Guyana may be heading for a democratic disaster. Senior Counsel and Opposition Member of Parliament Roysdale Forde has sounded the alarm that Guyana is barrelling toward an election “without the bare minimum of democratic safeguards.”
The parliamentarian’s stark warning follows President Irfaan Ali’s Independence Day- May 26, 2025- announcement that General and Regional Elections will be held on September 1, 2025—just one day after Venezuela’s failed stunt to stage an illegal election in the contested Essequibo region.
But what should have been a celebration of democratic renewal “reeks of manipulation, desperation, and a rather brazen attempt to rig the rules in their favour,” Forde wrote in a scathing op-ed released shortly after the announcement.
At the heart of his alarm: Guyana’s electoral system is floundering in disrepair, with no functioning census data more than three years after the exercise was completed. “Where is the census report?” Forde asked. “There has been no official publication, no breakdown of the demographics, and no transparent accounting of population changes. Why the secrecy?”
Implementing Plan to Rig Elections
The government’s refusal to release the census data is igniting fears of a calculated cover-up. Observers suspect the demographic shifts revealed in the report could damage the governing People’s Progressive Party (PPP), which analyst said could be engineering an electoral scheme beneath the radar.
Those suspicions were amplified by a chilling disclosure from Foreign Secretary Robert Persaud. In a recent social media post, Persaud revealed that an estimated 100,000 persons of Venezuelan ancestry are now living in Guyana. “Shouldn’t this reality give ALL Guyanese a cause to be alert?” he asked, triggering widespread alarm.

▸ To do
1) Return the passage from the article on Guyana's election word for word, starting with "The parliamentarian’s stark" and going on through "contested Essequibo region.".
2) Extend the article on Guyana's election, picking up right after its final sentence.
The lines that come next are separate material, unrelated to the article on Guyana's election.

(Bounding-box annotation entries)
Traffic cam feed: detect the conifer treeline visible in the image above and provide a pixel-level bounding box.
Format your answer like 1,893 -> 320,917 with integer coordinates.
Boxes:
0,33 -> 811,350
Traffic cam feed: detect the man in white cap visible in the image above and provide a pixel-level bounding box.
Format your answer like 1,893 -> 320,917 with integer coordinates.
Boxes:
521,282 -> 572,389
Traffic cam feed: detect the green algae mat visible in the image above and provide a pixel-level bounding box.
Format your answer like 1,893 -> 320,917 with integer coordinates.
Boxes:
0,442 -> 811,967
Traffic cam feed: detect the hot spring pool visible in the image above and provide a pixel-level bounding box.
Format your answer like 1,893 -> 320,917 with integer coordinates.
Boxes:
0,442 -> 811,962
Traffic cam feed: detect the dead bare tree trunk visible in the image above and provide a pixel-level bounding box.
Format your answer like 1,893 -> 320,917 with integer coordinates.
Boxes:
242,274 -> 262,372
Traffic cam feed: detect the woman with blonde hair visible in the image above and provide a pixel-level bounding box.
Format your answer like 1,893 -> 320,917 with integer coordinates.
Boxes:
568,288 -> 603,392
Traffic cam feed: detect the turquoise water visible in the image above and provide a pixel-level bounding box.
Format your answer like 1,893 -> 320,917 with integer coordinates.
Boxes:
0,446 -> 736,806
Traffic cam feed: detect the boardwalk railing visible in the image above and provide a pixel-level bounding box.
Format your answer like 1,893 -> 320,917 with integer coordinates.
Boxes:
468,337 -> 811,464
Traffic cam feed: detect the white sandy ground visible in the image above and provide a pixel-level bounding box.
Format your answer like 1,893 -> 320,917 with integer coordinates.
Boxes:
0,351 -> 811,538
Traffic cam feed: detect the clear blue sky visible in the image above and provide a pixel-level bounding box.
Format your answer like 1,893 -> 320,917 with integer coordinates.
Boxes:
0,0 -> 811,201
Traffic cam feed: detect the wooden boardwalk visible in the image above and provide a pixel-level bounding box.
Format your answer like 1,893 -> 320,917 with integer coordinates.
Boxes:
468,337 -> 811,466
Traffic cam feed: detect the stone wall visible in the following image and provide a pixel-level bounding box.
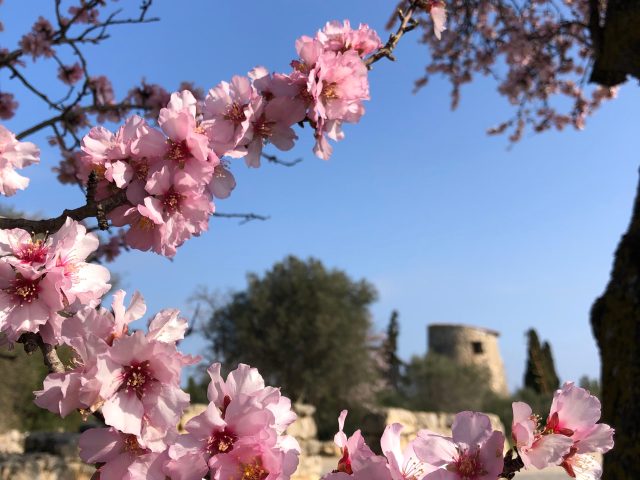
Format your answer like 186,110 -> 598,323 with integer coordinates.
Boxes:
0,405 -> 504,480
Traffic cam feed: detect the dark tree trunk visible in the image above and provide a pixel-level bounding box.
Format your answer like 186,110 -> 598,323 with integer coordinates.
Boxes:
591,172 -> 640,480
589,0 -> 640,87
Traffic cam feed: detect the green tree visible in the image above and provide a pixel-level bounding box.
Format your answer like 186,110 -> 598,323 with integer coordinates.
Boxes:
203,256 -> 377,436
524,328 -> 560,395
405,353 -> 491,413
382,310 -> 403,391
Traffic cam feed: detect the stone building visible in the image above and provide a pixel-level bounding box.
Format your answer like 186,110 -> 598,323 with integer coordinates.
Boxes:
427,324 -> 509,396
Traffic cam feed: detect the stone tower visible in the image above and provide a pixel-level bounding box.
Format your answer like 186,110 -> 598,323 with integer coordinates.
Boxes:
427,324 -> 509,396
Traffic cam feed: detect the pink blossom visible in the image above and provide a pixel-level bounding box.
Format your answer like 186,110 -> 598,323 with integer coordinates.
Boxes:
79,428 -> 166,480
380,423 -> 436,480
307,50 -> 369,160
20,17 -> 55,60
0,257 -> 63,342
207,363 -> 296,434
547,382 -> 614,453
0,125 -> 40,196
427,0 -> 447,40
158,90 -> 218,187
327,410 -> 384,480
245,97 -> 306,167
109,197 -> 169,257
0,228 -> 50,270
167,394 -> 277,480
0,92 -> 18,120
147,308 -> 188,343
414,412 -> 504,480
203,75 -> 257,158
46,218 -> 111,308
211,443 -> 298,480
316,20 -> 382,57
100,331 -> 191,450
511,402 -> 573,469
546,382 -> 614,479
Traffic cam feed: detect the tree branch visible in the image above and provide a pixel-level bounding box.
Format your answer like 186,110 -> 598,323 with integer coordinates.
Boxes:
364,0 -> 423,70
498,448 -> 524,480
0,190 -> 127,233
262,153 -> 302,167
213,212 -> 269,225
18,332 -> 65,373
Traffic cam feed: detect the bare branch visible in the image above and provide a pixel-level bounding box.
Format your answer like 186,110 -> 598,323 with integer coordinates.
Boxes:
18,332 -> 65,373
364,0 -> 423,70
262,152 -> 302,167
0,190 -> 127,233
212,212 -> 269,228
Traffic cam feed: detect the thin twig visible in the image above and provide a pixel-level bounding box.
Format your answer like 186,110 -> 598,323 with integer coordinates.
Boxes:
364,0 -> 423,70
213,212 -> 270,225
0,190 -> 127,233
262,152 -> 302,167
18,332 -> 65,373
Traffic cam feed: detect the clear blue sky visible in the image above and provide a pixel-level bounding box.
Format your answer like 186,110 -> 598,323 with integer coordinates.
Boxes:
0,0 -> 640,388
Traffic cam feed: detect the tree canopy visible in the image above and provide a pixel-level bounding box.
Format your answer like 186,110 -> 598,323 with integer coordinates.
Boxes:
204,256 -> 377,434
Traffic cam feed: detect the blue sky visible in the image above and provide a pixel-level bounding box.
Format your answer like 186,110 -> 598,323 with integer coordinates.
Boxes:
0,0 -> 640,388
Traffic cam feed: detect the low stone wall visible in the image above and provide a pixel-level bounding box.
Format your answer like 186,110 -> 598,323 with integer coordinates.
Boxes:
0,430 -> 95,480
0,405 -> 504,480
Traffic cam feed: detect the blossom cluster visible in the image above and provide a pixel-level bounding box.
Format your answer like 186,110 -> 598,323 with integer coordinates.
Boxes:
0,218 -> 111,345
35,290 -> 300,480
0,125 -> 40,196
0,13 -> 613,480
323,382 -> 614,480
57,21 -> 381,257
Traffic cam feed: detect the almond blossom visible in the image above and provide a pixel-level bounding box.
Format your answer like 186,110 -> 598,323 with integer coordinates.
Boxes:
0,218 -> 110,345
414,412 -> 504,480
166,364 -> 300,480
79,428 -> 166,480
511,402 -> 573,469
546,382 -> 614,480
380,423 -> 436,480
0,125 -> 40,197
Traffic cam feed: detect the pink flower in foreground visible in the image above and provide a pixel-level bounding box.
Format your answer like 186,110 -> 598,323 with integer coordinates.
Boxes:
511,402 -> 573,469
211,443 -> 298,480
47,218 -> 111,308
245,97 -> 306,167
166,364 -> 300,480
207,363 -> 296,434
99,331 -> 191,449
0,257 -> 63,342
79,428 -> 166,480
202,75 -> 258,158
414,412 -> 504,480
324,410 -> 391,480
0,125 -> 40,196
427,0 -> 447,40
546,382 -> 614,479
380,423 -> 436,480
167,395 -> 276,480
316,20 -> 382,57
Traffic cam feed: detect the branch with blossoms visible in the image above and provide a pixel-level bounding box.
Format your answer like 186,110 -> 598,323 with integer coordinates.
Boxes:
0,6 -> 613,480
388,0 -> 617,142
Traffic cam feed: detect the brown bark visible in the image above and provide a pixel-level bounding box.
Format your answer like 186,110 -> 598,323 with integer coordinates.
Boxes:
591,172 -> 640,480
589,0 -> 640,87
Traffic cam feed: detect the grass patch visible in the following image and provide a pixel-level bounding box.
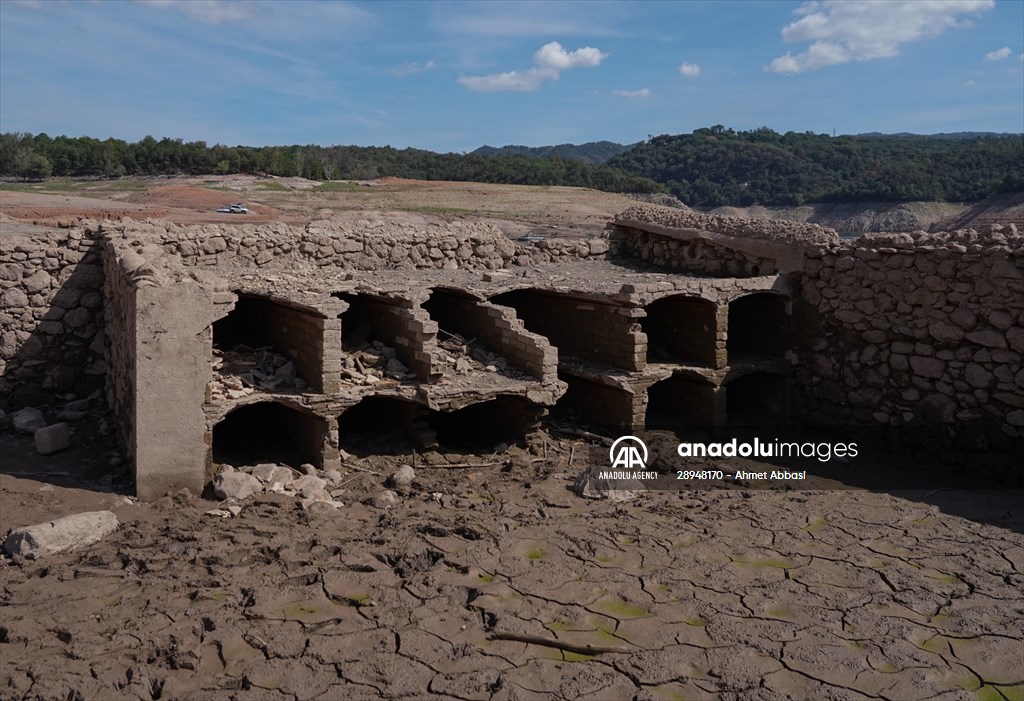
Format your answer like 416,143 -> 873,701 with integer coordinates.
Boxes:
594,597 -> 650,618
311,180 -> 362,192
256,180 -> 289,192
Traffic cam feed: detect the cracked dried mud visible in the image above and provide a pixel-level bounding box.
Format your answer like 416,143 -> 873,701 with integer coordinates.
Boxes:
0,438 -> 1024,701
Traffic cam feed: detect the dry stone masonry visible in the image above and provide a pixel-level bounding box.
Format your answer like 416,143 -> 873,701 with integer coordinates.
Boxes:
0,205 -> 1024,499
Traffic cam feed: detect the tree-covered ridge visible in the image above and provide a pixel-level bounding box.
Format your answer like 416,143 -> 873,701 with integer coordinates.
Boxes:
470,141 -> 633,164
0,133 -> 664,192
608,125 -> 1024,207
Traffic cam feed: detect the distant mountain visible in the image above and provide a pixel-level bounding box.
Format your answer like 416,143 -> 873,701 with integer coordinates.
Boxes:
471,141 -> 633,164
854,131 -> 1020,141
607,124 -> 1024,207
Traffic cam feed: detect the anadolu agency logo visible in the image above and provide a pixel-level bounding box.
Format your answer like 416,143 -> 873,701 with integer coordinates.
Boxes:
598,436 -> 657,480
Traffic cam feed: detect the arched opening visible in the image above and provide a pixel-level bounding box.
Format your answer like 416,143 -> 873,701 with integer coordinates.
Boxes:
552,373 -> 643,431
213,295 -> 323,390
423,288 -> 514,375
726,293 -> 790,364
725,373 -> 790,426
640,295 -> 718,367
646,373 -> 722,431
490,288 -> 646,370
212,402 -> 327,468
429,396 -> 546,452
338,397 -> 417,457
334,293 -> 432,382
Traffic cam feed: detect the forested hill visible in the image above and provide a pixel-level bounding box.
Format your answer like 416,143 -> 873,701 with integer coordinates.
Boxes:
0,125 -> 1024,207
607,125 -> 1024,207
0,133 -> 665,192
471,141 -> 633,163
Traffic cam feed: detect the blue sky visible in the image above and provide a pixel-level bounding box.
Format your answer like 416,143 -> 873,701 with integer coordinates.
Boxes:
0,0 -> 1024,151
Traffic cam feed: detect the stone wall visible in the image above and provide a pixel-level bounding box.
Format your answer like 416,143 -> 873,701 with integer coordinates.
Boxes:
494,290 -> 647,370
612,207 -> 1024,473
105,238 -> 226,500
0,227 -> 106,409
425,293 -> 558,382
796,228 -> 1024,464
114,213 -> 608,271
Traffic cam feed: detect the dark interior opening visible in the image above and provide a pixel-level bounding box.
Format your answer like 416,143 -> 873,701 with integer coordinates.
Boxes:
645,375 -> 716,431
430,396 -> 545,452
726,294 -> 790,362
335,293 -> 382,351
640,296 -> 717,367
338,397 -> 417,457
490,290 -> 560,335
213,402 -> 324,468
423,288 -> 475,339
213,295 -> 323,391
551,373 -> 635,432
213,295 -> 274,350
725,373 -> 788,426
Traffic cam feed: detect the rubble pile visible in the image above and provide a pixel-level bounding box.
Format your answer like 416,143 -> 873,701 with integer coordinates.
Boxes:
341,341 -> 416,385
207,345 -> 307,399
437,330 -> 531,380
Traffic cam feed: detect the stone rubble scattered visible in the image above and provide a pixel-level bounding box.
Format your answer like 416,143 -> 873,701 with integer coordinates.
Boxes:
211,345 -> 308,399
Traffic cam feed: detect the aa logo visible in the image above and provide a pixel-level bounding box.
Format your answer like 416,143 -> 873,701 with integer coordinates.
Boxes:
608,436 -> 647,470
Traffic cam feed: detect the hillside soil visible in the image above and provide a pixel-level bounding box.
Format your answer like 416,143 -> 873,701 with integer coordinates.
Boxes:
0,175 -> 634,236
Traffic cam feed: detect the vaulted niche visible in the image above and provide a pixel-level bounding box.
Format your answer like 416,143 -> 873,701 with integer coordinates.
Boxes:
429,396 -> 545,452
640,295 -> 718,367
726,293 -> 790,364
725,373 -> 790,426
490,289 -> 644,370
338,397 -> 417,457
207,294 -> 324,392
423,288 -> 479,339
213,402 -> 327,468
646,373 -> 718,431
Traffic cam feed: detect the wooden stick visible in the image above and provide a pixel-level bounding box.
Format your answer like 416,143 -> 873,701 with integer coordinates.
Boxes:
345,465 -> 381,475
487,630 -> 636,655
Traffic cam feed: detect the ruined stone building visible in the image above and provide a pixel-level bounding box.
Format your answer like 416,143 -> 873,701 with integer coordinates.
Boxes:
0,206 -> 1024,499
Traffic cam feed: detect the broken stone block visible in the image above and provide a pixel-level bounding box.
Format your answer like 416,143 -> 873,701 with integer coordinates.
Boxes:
386,465 -> 416,487
288,475 -> 331,499
273,360 -> 297,384
252,463 -> 292,484
11,406 -> 46,433
35,424 -> 71,455
3,511 -> 120,560
370,489 -> 398,509
384,358 -> 409,376
213,472 -> 263,500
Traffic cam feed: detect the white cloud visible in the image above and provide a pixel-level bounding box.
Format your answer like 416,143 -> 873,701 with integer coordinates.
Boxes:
391,58 -> 437,78
459,41 -> 608,92
679,61 -> 700,78
459,68 -> 558,92
611,88 -> 653,97
534,41 -> 608,71
765,0 -> 995,73
985,46 -> 1013,60
140,0 -> 256,25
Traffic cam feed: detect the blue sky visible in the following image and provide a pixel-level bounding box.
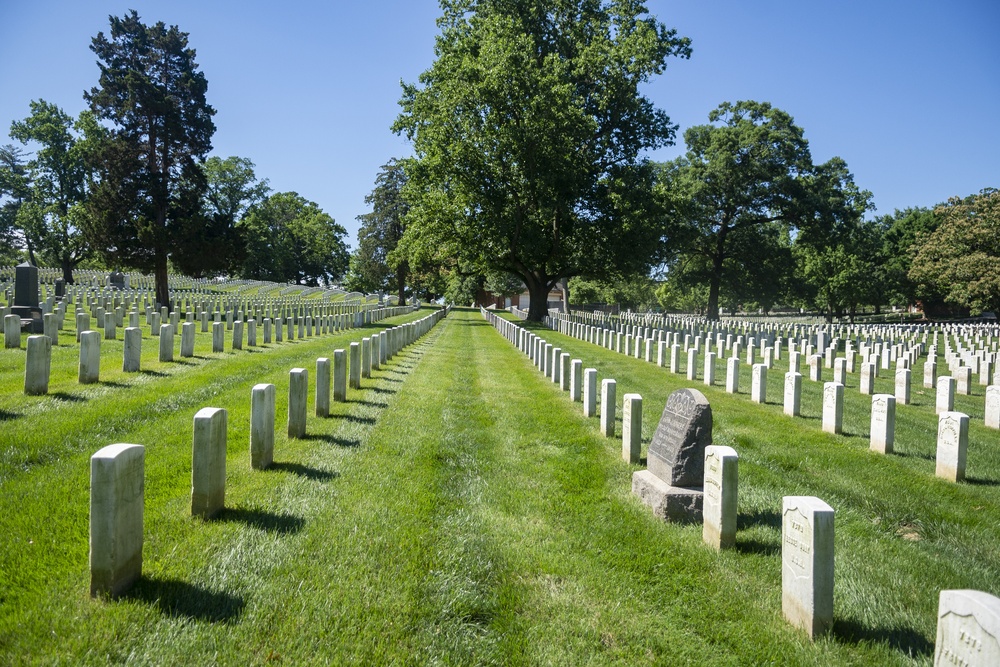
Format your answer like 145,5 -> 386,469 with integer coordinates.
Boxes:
0,0 -> 1000,249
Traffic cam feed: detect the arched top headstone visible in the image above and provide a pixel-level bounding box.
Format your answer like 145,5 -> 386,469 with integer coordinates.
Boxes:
647,389 -> 712,487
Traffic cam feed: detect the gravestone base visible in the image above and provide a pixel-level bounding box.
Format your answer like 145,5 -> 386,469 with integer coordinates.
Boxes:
10,306 -> 45,333
632,470 -> 705,523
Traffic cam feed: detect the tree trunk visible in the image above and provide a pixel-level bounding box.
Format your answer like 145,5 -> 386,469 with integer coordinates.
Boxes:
524,274 -> 549,322
153,257 -> 170,310
396,262 -> 407,305
559,278 -> 569,315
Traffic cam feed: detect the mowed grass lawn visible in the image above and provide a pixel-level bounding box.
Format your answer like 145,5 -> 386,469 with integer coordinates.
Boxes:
0,310 -> 1000,665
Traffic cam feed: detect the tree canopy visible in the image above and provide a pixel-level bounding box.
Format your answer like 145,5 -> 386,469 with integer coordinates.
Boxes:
394,0 -> 690,320
240,192 -> 348,286
84,10 -> 219,305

▸ Task-by-task results
1)
The parliamentarian’s stark warning follows President Irfaan Ali’s Independence Day- May 26, 2025- announcement that General and Regional Elections will be held on September 1, 2025—just one day after Venezuela’s failed stunt to stage an illegal election in the contested Essequibo region.

2)
Former Prime Minister and Georgetown Mayor Hamilton Green took it a step further, warning he was “reliably informed scores of Venezuelan citizens who entered Guyana illegally through our rather porous borders are facilitated with so-called Late Registration, and therefore being granted National Identification Cards, and therefore will be registered as Guyanese citizens and are entitled to vote.”
Forde insists scenarios such as—unchecked migration, missing census data, and a collapsing verification system—is laying the groundwork for a rigged vote. “The lack of population data cripples the authorities’ ability to properly plan and opens the door for manipulation,” he wrote.
Long-standing crisis of the bloated voters list
Making matters worse is the long-standing crisis of the bloated voters list. According to GECOM’s own data, as of February 2025, there are 738,484 registered voters—nearly 80,000 more than the 2020 count. Forde says this glaring anomaly obliterates trust in the process and “feeds suspicions of fraud.”
He also blasted the PPP/C for its “selective outrage,” recalling that the same party had railed against the bloated list while in opposition. “But now, with the party firmly holding the reins of power, the rhetoric has conveniently shifted—or, more accurately, evaporated,” he charged.
In 2015, then Opposition Leader Bharrat Jagdeo argued that cleaning up the voter list was essential to reducing electoral irregularities and safeguarding the integrity of the process. He also pushed for enhanced biometric systems to strengthen voter identification, citing incidents where presiding officers permitted voting based solely on facial recognition.
Accusing the government of weaponising democracy for political gain, Forde wrote: “One must ask: was the concern about electoral integrity genuine, or was it merely a strategic cudgel to delegitimise the results of elections they lost?”
Also under fire is the government’s inexplicable failure to implement biometric verification for voters—despite having already signed a $34.5 million contract with German firm Veridos for a national e-ID system in 2023. “It is amazing that they can enter into an agreement for e-ID but find it difficult to do a similar initiative to secure the integrity of the nation’s electoral process,” Forde noted.
No reason Guyana cannot implement biometrics to reduce voter fraud
The technology exists. The money exists. What’s missing, overserves say, is political will.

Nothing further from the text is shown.